**EXERCISES TO COMPLETE:**
1 - In the thread on economics axioms, what does the stable preferences assumption say about the utility function?
2 - Write what comes next in the thread on economics axioms, picking up after its final sentence.

**DOCUMENT PASSAGE:**

···

Do claims in economics require proofs?

Question

My professor stated four axioms in class

• Scarcity
• Rationality (aka purposive behavior)
• Stable Preferences
• Equilibrium

I don't understand what these axioms are for. I am used to axioms with distinct mathematical properties (eg definition of a vector space) and these axioms don't have that. I had an exam question that said

True/False/Uncertain. The Law of Demand is a direct result of diminishing marginal utility.

and I was supposed to use the scarcity axiom. But what does it mean to show this claim is false? The principle of scarcity is just that "resources are scarce". That's not mathematical. How can I prove the above statement is false using it?

My Question:

How can I tell when a question requires a proof versus merely conceptual reasoning / explaining? What is the difference between the two?

Answer 1

These assumptions actually have distinct mathematical ground, but your professor likely decided to leave this out for (of course bad) pedagogic reasons.

• scarcity: society has insufficient productive resources to fulfil all human wants and needs. Scarcity is the motive behind economics. If it is cheaper for everybody to get a given good from the ground than to produce it, then they are not economic goods, they don't have a market value and are not treated by introduction classes in economics. This can be stated as: for all actor, for all (studied) goods, the cost of acquiring the good is strictly positive.

• Rationality: people adopt the best actions to achieve their goals. Usually, this is translated in maths by introducing a utility function from the possession set to a measuring set (usually $\mathbb{R}$), and stating people always act in order to maximize their utility.

• Stable Preferences: Using the same utility function as above, this states that this function does not depend of time. This implies that if you prefer having a kilogram of soup than a kilogram of raw potatoes today, it will still be the case tomorrow.

• Equilibrium: Here I have to guess, but given your example I suppose you're studying equilibrium on the market. I guess what your teacher meant is that you study the economy at a time when the amount of goods or services sought by buyers is equal to the amount of goods or services produced by sellers.

···

**DATA SECTION:**
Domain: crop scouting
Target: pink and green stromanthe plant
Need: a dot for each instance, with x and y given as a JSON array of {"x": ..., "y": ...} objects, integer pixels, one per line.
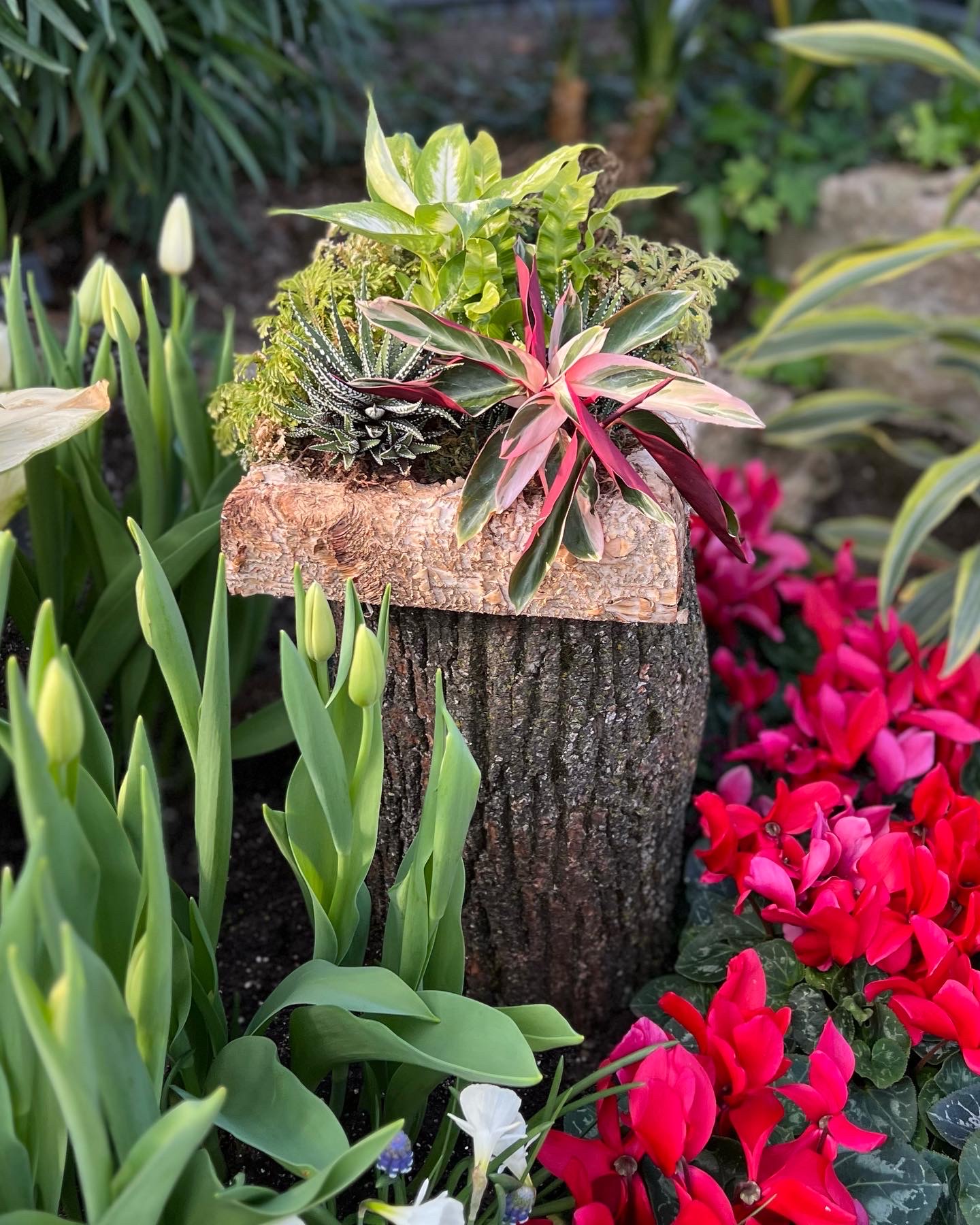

···

**EXERCISE ANSWERS:**
1 - It states that the utility function does not depend on time.

2 -
All these definitions are not guaranteed to match with those implied by your teacher, but are consistent and widely taught in economics. When not otherwise specified, economical answers require referring to a consistent framework of axioms from which mathematics should be able to guide you to the solution you're trying to state. Different models can show different solution, but one model should give only one solution (which can be composite: "people buy more or less goods at the end of the month" is a valid solution, but "people buy more goods at the end of the month" and "people buy less goods at the end of the month" should not be obtained from the same data with the same model...).

However, economic practice does not require you to re-demonstrate any known result (mostly, the results which you know a name for can be used as starting points for your answers). If you're not confident with "explaining", you need to be able to think about a one-line mathematical justification for each explanation you give, and thus you will ensure your explanations give you the expected marks.

Answer 2

Without going into rigorous formulations in the language of the logic discipline: outside the mathematics discipline, we can think of an axiom as something that is accepted as fact without rigorous proof, usually because it appears self-evident, being observed countless times, in many different historical, social, cultural etc contexts. What is the difference from an assumption?

Well, by uttering the word "assumption", one already acknowledges that its generality is much less than that of an axiom. It may be an assumption that appears to hold widely, but not with the universality that an axiom carries. So changing assumptions is "fair game" -we try out different assumptions, to see what happens. On the other hand, ignoring an axiom, although certainly not "forbidden", casts a shadow of doubt on any results that will be obtained thus.

Under this view, three out of four of what your professor stated as "axioms", can indeed be seen as such, in my opinion and in the loose sense of the word we are applying here.

SCARCITY: The economics discipline would not exist without Scarcity: both efficiency and distributional issues would be non-existent in the long-run, in the absence of scarcity.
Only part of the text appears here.